Exercise brief: Reproduce every line of the data below word for word, without changing anything.

+++ Raw records

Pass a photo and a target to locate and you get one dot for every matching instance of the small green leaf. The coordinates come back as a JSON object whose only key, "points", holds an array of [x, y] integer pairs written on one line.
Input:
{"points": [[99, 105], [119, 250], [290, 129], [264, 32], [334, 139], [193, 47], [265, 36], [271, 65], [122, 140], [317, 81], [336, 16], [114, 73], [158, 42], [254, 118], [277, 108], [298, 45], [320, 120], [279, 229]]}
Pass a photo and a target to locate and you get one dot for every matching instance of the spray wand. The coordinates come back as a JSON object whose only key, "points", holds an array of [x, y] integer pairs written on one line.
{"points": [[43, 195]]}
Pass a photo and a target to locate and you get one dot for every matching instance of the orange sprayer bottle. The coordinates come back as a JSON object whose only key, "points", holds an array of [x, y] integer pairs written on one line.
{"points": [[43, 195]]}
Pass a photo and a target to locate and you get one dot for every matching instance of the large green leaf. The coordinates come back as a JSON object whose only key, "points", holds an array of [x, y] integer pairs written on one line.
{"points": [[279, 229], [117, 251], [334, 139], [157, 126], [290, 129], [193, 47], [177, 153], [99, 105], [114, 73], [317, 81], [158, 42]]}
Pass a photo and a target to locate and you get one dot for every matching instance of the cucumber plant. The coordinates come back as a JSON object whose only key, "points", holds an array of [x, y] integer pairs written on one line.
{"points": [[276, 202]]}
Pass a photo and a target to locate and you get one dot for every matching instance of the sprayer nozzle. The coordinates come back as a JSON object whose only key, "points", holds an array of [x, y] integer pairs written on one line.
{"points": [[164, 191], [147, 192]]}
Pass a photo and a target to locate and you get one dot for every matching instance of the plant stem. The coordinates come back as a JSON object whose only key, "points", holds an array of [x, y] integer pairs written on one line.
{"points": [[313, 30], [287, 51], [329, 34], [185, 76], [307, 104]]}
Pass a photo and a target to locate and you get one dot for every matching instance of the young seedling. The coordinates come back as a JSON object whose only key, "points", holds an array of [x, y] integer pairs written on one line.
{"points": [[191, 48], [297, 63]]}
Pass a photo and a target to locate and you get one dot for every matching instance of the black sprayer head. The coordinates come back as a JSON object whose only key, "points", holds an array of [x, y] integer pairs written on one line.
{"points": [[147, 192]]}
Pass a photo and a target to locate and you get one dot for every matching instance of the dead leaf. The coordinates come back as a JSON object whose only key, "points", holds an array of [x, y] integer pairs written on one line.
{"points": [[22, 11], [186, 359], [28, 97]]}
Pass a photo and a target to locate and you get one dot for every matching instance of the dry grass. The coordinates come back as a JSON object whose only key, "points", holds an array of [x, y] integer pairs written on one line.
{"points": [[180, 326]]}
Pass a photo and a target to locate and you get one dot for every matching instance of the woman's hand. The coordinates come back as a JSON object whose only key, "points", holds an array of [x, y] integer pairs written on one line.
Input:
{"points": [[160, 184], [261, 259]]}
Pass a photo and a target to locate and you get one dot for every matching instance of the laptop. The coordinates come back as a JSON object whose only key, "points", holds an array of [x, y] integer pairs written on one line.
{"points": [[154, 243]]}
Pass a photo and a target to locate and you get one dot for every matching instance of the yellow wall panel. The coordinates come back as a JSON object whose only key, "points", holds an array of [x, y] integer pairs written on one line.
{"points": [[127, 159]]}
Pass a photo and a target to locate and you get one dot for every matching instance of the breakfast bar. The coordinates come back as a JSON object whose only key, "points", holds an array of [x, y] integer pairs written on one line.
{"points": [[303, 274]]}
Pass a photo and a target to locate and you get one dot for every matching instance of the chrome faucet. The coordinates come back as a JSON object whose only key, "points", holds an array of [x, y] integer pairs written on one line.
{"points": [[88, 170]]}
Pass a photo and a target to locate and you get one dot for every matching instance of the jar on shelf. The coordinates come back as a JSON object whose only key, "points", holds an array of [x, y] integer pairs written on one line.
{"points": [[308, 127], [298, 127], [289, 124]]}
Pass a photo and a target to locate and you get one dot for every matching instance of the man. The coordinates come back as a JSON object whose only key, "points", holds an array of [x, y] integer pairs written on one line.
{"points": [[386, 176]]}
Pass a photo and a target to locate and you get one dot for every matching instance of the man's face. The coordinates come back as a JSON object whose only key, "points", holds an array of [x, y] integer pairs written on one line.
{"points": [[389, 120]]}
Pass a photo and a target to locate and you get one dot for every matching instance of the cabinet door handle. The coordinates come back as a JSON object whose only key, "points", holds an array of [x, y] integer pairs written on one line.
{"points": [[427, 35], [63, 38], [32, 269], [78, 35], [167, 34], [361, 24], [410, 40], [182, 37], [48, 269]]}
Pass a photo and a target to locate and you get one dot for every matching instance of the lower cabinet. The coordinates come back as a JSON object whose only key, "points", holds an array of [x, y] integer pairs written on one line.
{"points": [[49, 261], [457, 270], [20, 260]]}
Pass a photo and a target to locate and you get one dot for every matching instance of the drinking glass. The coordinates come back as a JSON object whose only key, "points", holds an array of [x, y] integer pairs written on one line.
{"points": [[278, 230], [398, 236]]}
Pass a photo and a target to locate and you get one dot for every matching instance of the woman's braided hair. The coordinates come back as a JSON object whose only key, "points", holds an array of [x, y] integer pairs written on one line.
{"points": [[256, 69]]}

++++++

Response to this exercise:
Pass a photo and a target to locate and you get one dot for every matching instance of the small green leaf. The coordinates come back as a JSON object whose only key, "points", holds an array of [x, y] integer pairs written on one line.
Input:
{"points": [[99, 105], [119, 250], [290, 129], [264, 32], [334, 139], [193, 47], [265, 36], [271, 65], [122, 140], [317, 81], [336, 16], [114, 73], [158, 42], [254, 118], [277, 108], [298, 45], [320, 120], [279, 229]]}
Pass a photo and a target to locate and you get one dot for every matching instance of the spray wand. The coordinates come back as a JSON object whose only key, "points", holds an array of [x, y] integer pairs written on one line.
{"points": [[43, 195]]}
Pass a photo and a target to locate and you get one dot for every matching instance of the orange sprayer bottle. The coordinates come back as a JSON object whose only key, "points", holds an array of [x, y] integer pairs written on one line.
{"points": [[43, 195]]}
Pass a photo and a target to locate and you get one dot for every matching instance of the large green leaf. The coordinates come back as a JSON object whose only key, "points", holds an array of [x, y] integer pairs written on one line.
{"points": [[279, 229], [117, 251], [334, 139], [157, 126], [290, 129], [193, 47], [177, 153], [99, 105], [114, 73], [317, 81], [158, 42]]}
Pass a photo and a target to locate and you get one dot for every matching instance of the cucumber plant. The coordinates come back as a JSON object whose only key, "points", holds an array of [x, y] integer pairs written on one line.
{"points": [[276, 202]]}
Pass a photo and a target to locate and you get one dot for every matching instance of the sprayer nozzle. The coordinates come back as a JSON object whose only key, "points", holds an array of [x, y] integer pairs written on one line.
{"points": [[164, 191], [147, 192]]}
Pass a photo and a target to locate and you get one dot for every matching instance of the plant stem. The coordinates come back as a JSON object whose only key, "points", holds an array of [x, y] integer pairs written on one line.
{"points": [[313, 30], [287, 51], [329, 34], [185, 76], [307, 104]]}
Pass a photo and a target to locate and you get one dot for every matching instance of the young seedling. The coordinates come back as a JSON object whose only key, "points", holds an array of [x, y] integer pairs written on one line.
{"points": [[191, 48], [297, 63]]}
Pass a photo and a target to locate and you get one dot for every matching instance of the black sprayer head. The coordinates come back as a JSON object whose only key, "points", holds an array of [x, y] integer pairs written on one line.
{"points": [[147, 192]]}
Pass a photo and a target to locate and you get one dot for every matching instance of the dead leaf. The coordinates come back as a JSON object whose only key, "points", holds an array of [x, y] integer pairs written on one line.
{"points": [[22, 11], [186, 359], [28, 97]]}
Pass a photo and a target to locate and you get one dot for every matching instance of the dry grass. The coordinates come back as a JSON object whose only key, "points", holds an array of [x, y] integer pairs written on one line.
{"points": [[180, 326]]}
Pass a photo and a target to locate and you get one dot for every matching instance of the woman's hand. The coordinates come back as a JSON object whose only key, "points", holds an array of [x, y] integer pairs written on one line.
Input:
{"points": [[160, 184], [261, 259]]}
Pass a photo and a target to locate and you get one dot for every matching instance of the laptop. The coordinates come back as a JSON object whose only key, "points", holds an array of [x, y] integer pairs written on one line.
{"points": [[154, 243]]}
Pass a photo and a target to locate and you get one dot for every matching instance of the yellow wall panel. The coordinates come back as a JSON object whose only key, "points", holds an array of [x, y] integer pairs written on one line.
{"points": [[127, 159]]}
Pass a photo and a target to locate and you get one dot for every matching instance of the breakfast bar. The coordinates come back as a JSON object whose only key, "points", holds an array of [x, y] integer pairs written on one line.
{"points": [[303, 274]]}
Pass a photo and a target to locate and you get one dot for every matching instance of the chrome faucet. The coordinates come back as a JSON object whose only key, "points", holds an array of [x, y] integer pairs written on one line.
{"points": [[88, 170]]}
Pass a photo and a target to locate and you get one dot for every matching instance of the jar on shelf. The coordinates come back as a JSON object whose only key, "points", holds an array of [x, y] integer pairs written on one line.
{"points": [[308, 127], [298, 127], [289, 124]]}
Pass a photo and a target to locate and you get one dot for every matching instance of the man. The coordinates come back as a JSON object whose only key, "points", holds an array of [x, y] integer pairs written on one line.
{"points": [[386, 176]]}
Pass a photo and a target to locate and you get one dot for every matching instance of the man's face. The coordinates come back as a JSON object whose only key, "points", holds an array of [x, y] integer pairs written on one line.
{"points": [[389, 120]]}
Pass a photo and a target to locate and you get one dot for every matching instance of the cabinet door handle. The coordinates come back as a JSON object whose only key, "points", holds an array of [x, y] integer pairs written on one line.
{"points": [[427, 35], [63, 38], [32, 269], [78, 35], [167, 34], [361, 24], [410, 40], [182, 37], [48, 269]]}
Pass a photo and a target to locate and you get one dot for every matching instance of the lower cabinet. The coordinates come back as a JSON object whose only key, "points", holds an array of [x, y] integer pairs written on one line.
{"points": [[49, 261], [457, 270], [20, 260]]}
Pass a photo and a target to locate and you get one dot for every matching instance of the drinking glass. The coordinates come back as a JSON object whose only key, "points", holds an array of [x, y] integer pairs written on one line.
{"points": [[278, 230], [398, 236]]}
Pass a photo and a target to locate and you get one dot for every matching instance of the woman's braided hair. The coordinates come back as a JSON object whose only key, "points", holds an array of [x, y] integer pairs written on one line.
{"points": [[256, 69]]}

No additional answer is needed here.